## Work order
Transcribe the data exactly, omitting whatever pictures it holds.

## Records supplied
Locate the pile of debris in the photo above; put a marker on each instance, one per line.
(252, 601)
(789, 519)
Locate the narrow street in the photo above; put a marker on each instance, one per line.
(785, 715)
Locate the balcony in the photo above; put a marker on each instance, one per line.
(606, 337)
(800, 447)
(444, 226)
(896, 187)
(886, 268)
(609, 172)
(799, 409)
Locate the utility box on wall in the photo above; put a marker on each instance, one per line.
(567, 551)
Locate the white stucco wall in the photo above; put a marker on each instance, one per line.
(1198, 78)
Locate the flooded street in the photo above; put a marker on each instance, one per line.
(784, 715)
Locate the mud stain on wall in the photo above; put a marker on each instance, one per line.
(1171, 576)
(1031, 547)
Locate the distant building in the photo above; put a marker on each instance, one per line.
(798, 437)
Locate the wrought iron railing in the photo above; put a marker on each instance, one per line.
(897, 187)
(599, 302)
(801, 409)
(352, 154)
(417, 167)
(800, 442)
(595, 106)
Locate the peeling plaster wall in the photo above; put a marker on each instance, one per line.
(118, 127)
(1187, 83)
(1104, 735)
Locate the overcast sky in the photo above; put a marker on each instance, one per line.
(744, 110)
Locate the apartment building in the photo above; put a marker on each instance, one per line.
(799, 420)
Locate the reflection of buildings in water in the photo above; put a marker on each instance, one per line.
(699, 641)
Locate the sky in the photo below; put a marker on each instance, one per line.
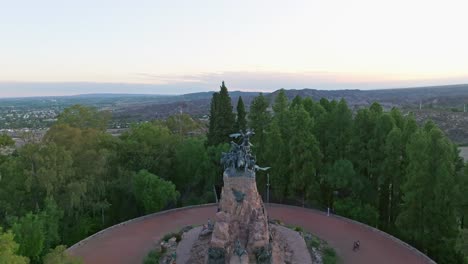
(56, 47)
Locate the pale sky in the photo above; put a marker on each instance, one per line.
(185, 46)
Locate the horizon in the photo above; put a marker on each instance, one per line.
(182, 47)
(442, 86)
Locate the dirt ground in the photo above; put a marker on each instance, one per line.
(130, 243)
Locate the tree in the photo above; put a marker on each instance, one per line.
(59, 255)
(52, 217)
(222, 119)
(9, 249)
(192, 172)
(305, 156)
(6, 141)
(150, 147)
(241, 122)
(79, 116)
(152, 192)
(259, 120)
(181, 124)
(30, 235)
(427, 217)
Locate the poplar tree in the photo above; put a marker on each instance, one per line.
(222, 119)
(241, 122)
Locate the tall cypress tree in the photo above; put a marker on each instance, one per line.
(241, 122)
(222, 119)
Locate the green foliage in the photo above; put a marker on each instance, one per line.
(58, 255)
(6, 141)
(30, 235)
(241, 121)
(152, 192)
(83, 117)
(329, 256)
(222, 119)
(152, 257)
(428, 192)
(9, 249)
(181, 124)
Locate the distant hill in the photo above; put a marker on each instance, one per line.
(443, 104)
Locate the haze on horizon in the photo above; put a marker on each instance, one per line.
(54, 47)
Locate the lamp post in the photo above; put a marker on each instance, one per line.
(268, 188)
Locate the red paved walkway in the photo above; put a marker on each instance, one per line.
(131, 242)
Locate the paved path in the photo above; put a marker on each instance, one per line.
(129, 243)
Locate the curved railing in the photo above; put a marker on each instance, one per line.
(133, 238)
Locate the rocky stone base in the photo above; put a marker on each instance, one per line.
(287, 247)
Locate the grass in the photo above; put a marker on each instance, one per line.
(313, 243)
(153, 257)
(462, 243)
(329, 256)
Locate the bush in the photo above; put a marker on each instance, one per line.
(313, 243)
(298, 229)
(153, 257)
(329, 256)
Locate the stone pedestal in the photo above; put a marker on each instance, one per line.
(241, 228)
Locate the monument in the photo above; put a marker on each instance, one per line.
(241, 233)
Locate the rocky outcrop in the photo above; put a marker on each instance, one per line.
(241, 227)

## Exercise output
Locate the pile of debris in the photo above; put a marker on each instance, one per line.
(252, 601)
(789, 519)
Locate the narrow street in the photo above; put a marker on each instance, one per line.
(785, 715)
Locate the balcony in the photo above; put a marker on each instance, one per line.
(606, 337)
(800, 447)
(444, 226)
(896, 187)
(886, 268)
(609, 172)
(799, 409)
Locate the utility box on wall in the photo above; put a marker on each instance, one per line.
(567, 551)
Locate the white stucco wall in the photo above; put a marker on each instance, one per line.
(1198, 78)
Locate the flooded street in the photo above; put a marker on each instance, one per line.
(784, 715)
Locate the mud stain on wall in the photo above; put a marker on each instance, one per line.
(1171, 576)
(1031, 547)
Locate the distant building in the photo above; put a marker on each instance, one per line.
(798, 437)
Locate the wrought iron railing in the photo above; put a marker on each instance, one per line.
(897, 187)
(599, 302)
(801, 409)
(352, 154)
(417, 167)
(800, 442)
(595, 106)
Locate the peeling plaster wall in the photo above; put a marker on each instance, one per line.
(118, 127)
(1187, 83)
(1104, 735)
Locate the overcast sky in the photo above; put a marker on each instance, one per line.
(744, 110)
Locate the apartment building in the photo above; put a marker on each instance, one per line.
(799, 420)
Locate the reflection of buildings in water in the photo above; put a marker on each instance, one per line.
(699, 641)
Locate the sky in the photo below; put a marker on each instance, one per line.
(56, 47)
Locate the pale sky in the photo above; put a marker on each instance, one per line.
(185, 46)
Locate the horizon in the photo above; put a marker on each instance, one per line.
(182, 47)
(442, 86)
Locate the dirt ground in the photo above; put a marker on each instance, one per line.
(130, 243)
Locate the tree in the photo above; put a marker on each instance, one per line.
(59, 255)
(52, 217)
(222, 119)
(9, 249)
(192, 172)
(305, 156)
(6, 141)
(150, 147)
(241, 122)
(79, 116)
(152, 192)
(259, 120)
(181, 124)
(30, 235)
(427, 217)
Locate the poplar tree in the photo above; put a marker on each instance, one per line.
(222, 119)
(241, 122)
Locate the tall cypress tree in the photo above; put a marker on each instance, one per line.
(241, 122)
(222, 119)
Locate the green foliage in the photo above; put a marker on each instance, one per line.
(58, 255)
(6, 141)
(30, 235)
(241, 121)
(152, 192)
(83, 117)
(329, 256)
(222, 119)
(152, 257)
(428, 192)
(9, 249)
(181, 124)
Locate the distant hill in the photo above; put a marker on each instance, one per line.
(443, 104)
Locate the haze on horizon in the photo above; put a marker on each instance, one per line.
(54, 47)
Locate the lamp post in the photo above; put a marker on each instance, one per line.
(268, 188)
Locate the red paved walkway in the photo above; put a marker on each instance, one per line.
(131, 242)
Locate the paved path in the photo above; put a marker on each instance, one per line.
(129, 243)
Locate the curved railing in the photo above; put a marker on each instance, one per line.
(133, 238)
Locate the rocky stone base in the photo above; put a marker on each instance, one per line.
(287, 247)
Locate the grass in the photo above; put a marker on each instance, one per line.
(313, 243)
(153, 257)
(462, 243)
(329, 256)
Locate the bush in the photo above; put a marker on each instance, one per line.
(313, 243)
(298, 229)
(153, 257)
(329, 256)
Locate the stone pedestal in the photo above; put a marker on each instance, one per line.
(241, 228)
Locate the monument in the photo above; put a marker on each instance, one per line.
(241, 233)
Locate the rocky outcrop in the photo above; put a marker on each instance, one per line.
(241, 227)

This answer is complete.